Output the stretch of the data below that starts with the line containing "Indicate the black trousers" and ends with the line containing "<point>1032,550</point>", both ends included, reproducing those lines exactly and nothing else.

[Entries from a point annotation set]
◇ ◇ ◇ ◇ ◇

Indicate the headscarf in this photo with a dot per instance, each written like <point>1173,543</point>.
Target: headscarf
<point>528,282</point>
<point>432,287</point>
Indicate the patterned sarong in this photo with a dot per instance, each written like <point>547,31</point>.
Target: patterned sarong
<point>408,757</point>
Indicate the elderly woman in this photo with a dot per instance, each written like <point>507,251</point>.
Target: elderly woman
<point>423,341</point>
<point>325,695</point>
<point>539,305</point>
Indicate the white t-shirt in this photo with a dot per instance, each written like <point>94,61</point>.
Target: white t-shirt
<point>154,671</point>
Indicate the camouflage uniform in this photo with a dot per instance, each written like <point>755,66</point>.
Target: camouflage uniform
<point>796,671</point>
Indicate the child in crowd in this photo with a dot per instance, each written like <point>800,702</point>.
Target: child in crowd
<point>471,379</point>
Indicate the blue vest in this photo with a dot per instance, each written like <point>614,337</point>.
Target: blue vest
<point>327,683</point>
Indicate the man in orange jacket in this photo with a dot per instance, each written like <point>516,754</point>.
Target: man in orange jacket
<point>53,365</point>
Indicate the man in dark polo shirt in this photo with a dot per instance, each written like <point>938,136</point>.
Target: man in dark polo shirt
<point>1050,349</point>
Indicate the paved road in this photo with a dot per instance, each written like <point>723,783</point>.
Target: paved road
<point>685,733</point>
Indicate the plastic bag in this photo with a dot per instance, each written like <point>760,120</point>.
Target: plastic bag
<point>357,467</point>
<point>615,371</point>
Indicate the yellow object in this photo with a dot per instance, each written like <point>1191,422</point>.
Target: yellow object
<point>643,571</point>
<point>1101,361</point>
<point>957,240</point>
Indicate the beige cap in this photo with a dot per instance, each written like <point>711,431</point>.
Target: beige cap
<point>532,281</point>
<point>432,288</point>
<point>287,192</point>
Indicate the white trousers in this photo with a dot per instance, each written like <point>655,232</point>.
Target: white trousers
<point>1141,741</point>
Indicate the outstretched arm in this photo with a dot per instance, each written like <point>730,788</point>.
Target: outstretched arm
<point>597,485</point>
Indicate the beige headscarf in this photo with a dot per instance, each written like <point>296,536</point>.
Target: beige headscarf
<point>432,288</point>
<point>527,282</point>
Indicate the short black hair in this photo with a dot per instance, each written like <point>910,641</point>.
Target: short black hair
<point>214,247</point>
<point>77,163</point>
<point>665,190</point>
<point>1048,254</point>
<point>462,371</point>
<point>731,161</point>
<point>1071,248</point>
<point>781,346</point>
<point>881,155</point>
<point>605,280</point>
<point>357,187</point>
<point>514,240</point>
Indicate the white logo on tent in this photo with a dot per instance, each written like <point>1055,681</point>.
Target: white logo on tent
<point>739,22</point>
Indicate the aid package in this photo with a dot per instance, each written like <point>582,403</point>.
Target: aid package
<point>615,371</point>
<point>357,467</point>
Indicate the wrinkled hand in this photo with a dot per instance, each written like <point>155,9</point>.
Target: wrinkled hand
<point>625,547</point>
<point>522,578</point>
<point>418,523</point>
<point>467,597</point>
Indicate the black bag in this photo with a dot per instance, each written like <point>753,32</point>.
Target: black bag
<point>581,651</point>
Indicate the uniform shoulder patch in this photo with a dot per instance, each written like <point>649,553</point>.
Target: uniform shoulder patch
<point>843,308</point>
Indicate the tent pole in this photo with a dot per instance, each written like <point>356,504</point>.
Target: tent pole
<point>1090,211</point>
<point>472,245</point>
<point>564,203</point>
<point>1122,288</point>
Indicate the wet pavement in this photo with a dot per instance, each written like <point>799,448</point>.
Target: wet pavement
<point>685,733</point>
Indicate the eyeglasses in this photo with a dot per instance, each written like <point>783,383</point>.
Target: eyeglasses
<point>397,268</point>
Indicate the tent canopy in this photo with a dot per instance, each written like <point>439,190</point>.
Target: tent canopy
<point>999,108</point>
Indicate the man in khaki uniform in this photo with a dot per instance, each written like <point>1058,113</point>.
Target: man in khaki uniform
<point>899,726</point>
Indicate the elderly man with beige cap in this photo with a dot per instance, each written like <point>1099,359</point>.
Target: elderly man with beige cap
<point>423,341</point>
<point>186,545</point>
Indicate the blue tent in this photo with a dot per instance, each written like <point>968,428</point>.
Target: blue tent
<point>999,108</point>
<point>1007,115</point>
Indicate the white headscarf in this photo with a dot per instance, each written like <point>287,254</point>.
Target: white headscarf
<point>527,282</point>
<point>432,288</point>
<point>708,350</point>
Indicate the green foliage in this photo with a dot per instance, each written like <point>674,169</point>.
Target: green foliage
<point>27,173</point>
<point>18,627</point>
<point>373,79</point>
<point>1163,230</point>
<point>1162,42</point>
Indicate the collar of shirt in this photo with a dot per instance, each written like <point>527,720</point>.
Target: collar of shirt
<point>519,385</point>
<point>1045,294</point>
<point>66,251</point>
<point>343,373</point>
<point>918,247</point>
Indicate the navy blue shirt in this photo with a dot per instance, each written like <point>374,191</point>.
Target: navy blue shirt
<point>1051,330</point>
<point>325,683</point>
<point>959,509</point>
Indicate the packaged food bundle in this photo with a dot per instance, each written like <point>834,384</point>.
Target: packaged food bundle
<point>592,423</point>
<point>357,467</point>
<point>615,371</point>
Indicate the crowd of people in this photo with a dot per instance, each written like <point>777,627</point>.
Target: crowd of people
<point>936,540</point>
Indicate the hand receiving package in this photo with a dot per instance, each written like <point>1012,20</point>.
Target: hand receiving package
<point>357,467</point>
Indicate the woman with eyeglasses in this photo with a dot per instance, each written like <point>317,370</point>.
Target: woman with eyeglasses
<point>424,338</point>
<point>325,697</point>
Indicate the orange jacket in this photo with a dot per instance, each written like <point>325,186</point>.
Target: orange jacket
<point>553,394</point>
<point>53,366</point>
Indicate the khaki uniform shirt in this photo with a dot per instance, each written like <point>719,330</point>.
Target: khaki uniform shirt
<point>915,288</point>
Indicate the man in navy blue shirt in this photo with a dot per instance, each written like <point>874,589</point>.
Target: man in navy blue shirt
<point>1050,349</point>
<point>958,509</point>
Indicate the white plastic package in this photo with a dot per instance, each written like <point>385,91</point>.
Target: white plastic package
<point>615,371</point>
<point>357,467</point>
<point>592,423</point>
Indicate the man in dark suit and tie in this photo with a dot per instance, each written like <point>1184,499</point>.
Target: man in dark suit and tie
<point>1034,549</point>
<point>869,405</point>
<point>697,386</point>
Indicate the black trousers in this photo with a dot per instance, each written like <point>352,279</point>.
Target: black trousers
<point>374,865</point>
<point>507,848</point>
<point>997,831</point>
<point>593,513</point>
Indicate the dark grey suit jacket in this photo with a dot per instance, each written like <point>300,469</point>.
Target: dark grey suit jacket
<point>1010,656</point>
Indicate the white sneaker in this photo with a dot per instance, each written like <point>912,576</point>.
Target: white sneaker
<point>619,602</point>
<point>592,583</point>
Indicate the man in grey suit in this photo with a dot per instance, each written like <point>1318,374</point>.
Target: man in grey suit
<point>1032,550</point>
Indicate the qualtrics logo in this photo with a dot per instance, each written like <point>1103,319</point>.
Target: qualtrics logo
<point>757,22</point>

◇ ◇ ◇ ◇ ◇

■ **The reply**:
Indicate the black trousers in this photo with a dot per instance, each written like <point>352,279</point>.
Target: black trousers
<point>374,865</point>
<point>507,848</point>
<point>997,831</point>
<point>593,513</point>
Indicate the dark grey suit jacket in this photo with a dot per instance, each written like <point>300,469</point>.
Target: dark grey suit jacket
<point>1010,656</point>
Indicate the white sneaker in this photo with a dot per instance, each written like <point>912,576</point>.
Target: white sneaker
<point>619,602</point>
<point>592,583</point>
Indicate the man in grey suit in this photo with a dot per instance, each written like <point>1318,374</point>.
Target: man in grey suit
<point>1032,550</point>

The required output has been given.